### TASK INPUTS:
►

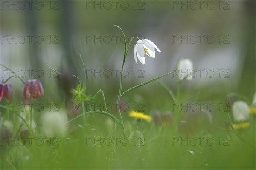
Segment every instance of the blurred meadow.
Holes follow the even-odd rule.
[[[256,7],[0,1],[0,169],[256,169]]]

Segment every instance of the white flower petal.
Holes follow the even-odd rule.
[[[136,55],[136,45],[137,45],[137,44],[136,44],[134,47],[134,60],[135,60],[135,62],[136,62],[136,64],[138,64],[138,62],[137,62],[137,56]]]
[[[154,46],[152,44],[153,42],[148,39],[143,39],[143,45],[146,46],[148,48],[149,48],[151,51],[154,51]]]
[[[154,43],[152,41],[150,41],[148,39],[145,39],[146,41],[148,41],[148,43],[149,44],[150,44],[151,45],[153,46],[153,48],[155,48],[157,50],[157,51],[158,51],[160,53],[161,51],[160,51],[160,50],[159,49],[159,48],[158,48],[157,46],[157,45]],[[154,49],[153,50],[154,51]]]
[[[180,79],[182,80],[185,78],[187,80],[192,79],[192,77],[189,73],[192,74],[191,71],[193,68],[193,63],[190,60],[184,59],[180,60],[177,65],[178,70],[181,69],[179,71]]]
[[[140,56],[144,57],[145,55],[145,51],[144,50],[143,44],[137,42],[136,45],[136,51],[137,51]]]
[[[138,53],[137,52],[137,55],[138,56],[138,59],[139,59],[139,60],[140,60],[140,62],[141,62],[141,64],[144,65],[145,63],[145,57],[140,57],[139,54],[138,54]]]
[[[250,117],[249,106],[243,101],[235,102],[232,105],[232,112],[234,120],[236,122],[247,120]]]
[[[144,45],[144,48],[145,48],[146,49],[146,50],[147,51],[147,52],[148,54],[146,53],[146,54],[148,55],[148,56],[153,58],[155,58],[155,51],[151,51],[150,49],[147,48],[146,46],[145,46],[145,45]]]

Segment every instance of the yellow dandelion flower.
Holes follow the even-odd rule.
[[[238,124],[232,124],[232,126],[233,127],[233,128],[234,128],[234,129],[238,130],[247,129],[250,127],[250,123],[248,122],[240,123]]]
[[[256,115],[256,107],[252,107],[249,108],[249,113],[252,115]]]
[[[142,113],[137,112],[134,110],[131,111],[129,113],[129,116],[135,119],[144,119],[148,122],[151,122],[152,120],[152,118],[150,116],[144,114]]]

◄
►

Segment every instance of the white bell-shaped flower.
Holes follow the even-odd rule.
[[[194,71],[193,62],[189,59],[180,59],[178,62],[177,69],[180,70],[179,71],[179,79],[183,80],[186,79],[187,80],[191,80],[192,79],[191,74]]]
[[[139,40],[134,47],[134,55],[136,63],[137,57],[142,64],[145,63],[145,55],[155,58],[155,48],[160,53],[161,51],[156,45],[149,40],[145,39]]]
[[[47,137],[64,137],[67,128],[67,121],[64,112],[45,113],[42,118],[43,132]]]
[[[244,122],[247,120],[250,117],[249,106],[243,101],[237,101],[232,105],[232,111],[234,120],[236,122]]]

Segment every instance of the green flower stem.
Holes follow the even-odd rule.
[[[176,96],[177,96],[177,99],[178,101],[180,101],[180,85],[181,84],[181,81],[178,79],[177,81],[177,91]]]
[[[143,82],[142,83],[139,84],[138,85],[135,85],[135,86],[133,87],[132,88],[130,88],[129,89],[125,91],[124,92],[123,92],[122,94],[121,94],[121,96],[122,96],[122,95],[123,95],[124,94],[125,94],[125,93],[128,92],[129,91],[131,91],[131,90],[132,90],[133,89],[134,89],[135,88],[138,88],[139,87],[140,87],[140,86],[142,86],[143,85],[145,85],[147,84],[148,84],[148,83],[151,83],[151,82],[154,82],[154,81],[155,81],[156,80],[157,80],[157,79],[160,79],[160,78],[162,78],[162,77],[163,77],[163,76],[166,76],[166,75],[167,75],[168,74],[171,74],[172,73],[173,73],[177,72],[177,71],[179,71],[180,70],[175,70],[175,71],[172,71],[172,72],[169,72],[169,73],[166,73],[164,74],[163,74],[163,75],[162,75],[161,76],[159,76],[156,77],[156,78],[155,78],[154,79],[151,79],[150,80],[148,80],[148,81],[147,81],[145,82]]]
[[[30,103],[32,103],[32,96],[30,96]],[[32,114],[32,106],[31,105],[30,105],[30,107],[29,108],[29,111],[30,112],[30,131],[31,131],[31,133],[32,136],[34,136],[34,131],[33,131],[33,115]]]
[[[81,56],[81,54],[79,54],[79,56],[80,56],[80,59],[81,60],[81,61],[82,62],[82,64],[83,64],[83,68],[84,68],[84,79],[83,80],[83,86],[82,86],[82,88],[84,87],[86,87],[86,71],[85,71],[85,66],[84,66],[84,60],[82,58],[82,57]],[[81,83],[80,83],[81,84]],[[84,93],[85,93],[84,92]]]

◄
►

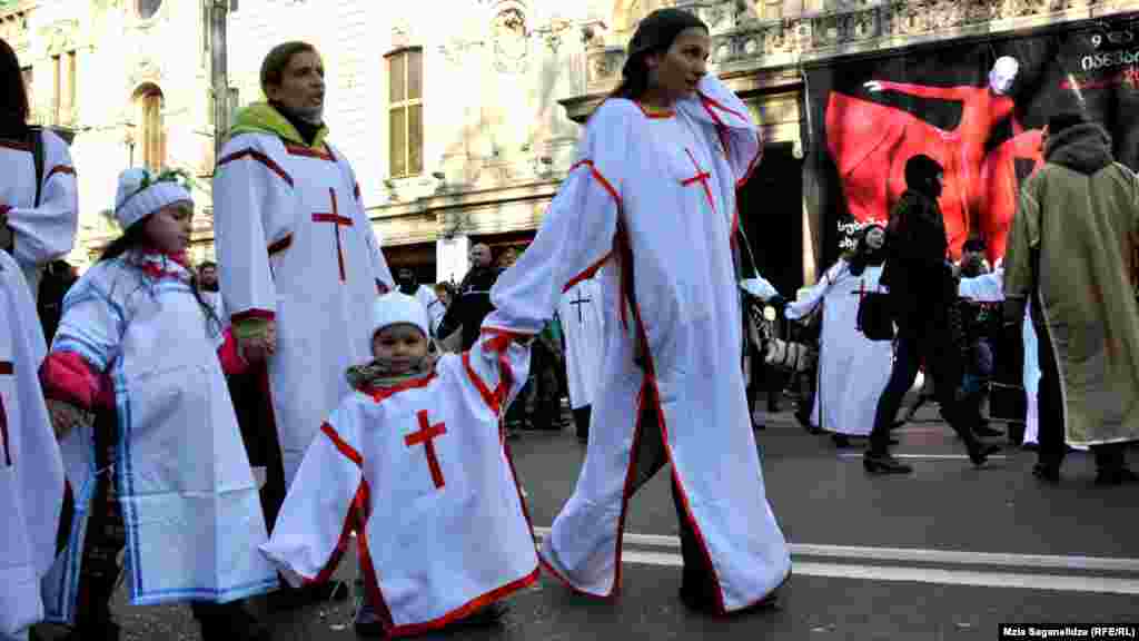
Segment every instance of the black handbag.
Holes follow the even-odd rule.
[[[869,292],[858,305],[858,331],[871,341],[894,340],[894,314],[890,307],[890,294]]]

◄

### WRITTEN REQUEST:
Copy the stretch of the listing from the line containing "Segment every instance of the blurred meadow." through the line containing "[[[256,7],[0,1],[0,169],[256,169]]]", changing "blurred meadow" to "grassy field" and leaving everything else unchanged.

### TASK RESPONSE:
Segment every instance of the grassy field.
Holes follow the even-odd rule.
[[[256,7],[0,1],[0,169],[256,169]]]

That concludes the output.